Task description:
In the book reviews below, which two books by Bill Walsh does the reviewer name?

Passage to read:
________________________
ROOTS: "hurricane" and "typhoon"
NEWSLINKS
QUOTATION
THREE "WRITING BOOK" REVIEWS
By Paula Guran
THIS MONTH we look at three recent books of interest to writers. (THE
GROUCHY GRAMMARIAN came out two years ago, but is now available in
softcover from the Quality Paperback Book Club.)
EATS, SHOOTS & LEAVES: THE ZERO TOLERANCE APPROACH TO PUNCTUATION
by Lynne Truss
Gotham Books /240 p/ $17.50
(April 12, 2004)
ISBN: 1592400876
It was delightful to hear of the surprise success last year of a
punctuation guide in the United Kingdom. The same book has now become a
number one best-seller in the U.S. as well. It's a pity, though, that
EATS, SHOOTS & LEAVES is the lucky book. As one would expect, it is the
author's personality that sets such a book apart and makes it a pop
cultural sensation. Author Lynne Truss is witty and as long as you feel
slightly superior to the average poor punctuator, you'll find her
humorous. If you are punctuation-challenged yourself or have sympathy
for those less than punctuation perfect or understand (as Truss
obviously does not) that email, IMs, and text messaging is not formal
written English, Truss comes off as smug. Truss's passion for proper
pronunciation may be sincere, but unfortunately her shrill, over-the-top
style detracts from her cause. She also makes more than a few errors of
her own. (I spotted some myself, but
here's an expert's opinion from an article in The New Yorker
.) Unlike the
"curmudgeonly" Bill Walsh (author of the recommended LAPSING INTO A
COMMA and THE ELEPHANTS OF STYLE), who may be gruff but who provides
well thought out reasoning to correct our faults, Truss bludgeons us
with pronouncements. One can have "zero tolerance" for punctuation sins,
but Truss seems to forget that one should be tolerant of the sinner. She
treats ignorance as inferiority and calls those who use punctuation
incorrectly "stupid."
* * *
WHEN GOOD PEOPLE WRITE BAD SENTENCES: 12 STEPS TO BETTER WRITING HABITS
by Robert W. Harris
St. Martin's Griffin / 240 p / $13.95
(June 14, 2004)
________________________
Dataset extract:
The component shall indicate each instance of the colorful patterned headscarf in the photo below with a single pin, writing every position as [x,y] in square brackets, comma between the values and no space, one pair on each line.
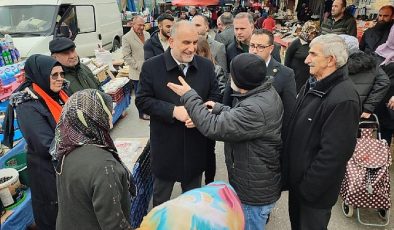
________________________
Task response:
LAPSING INTO A COMMA and THE ELEPHANTS OF STYLE.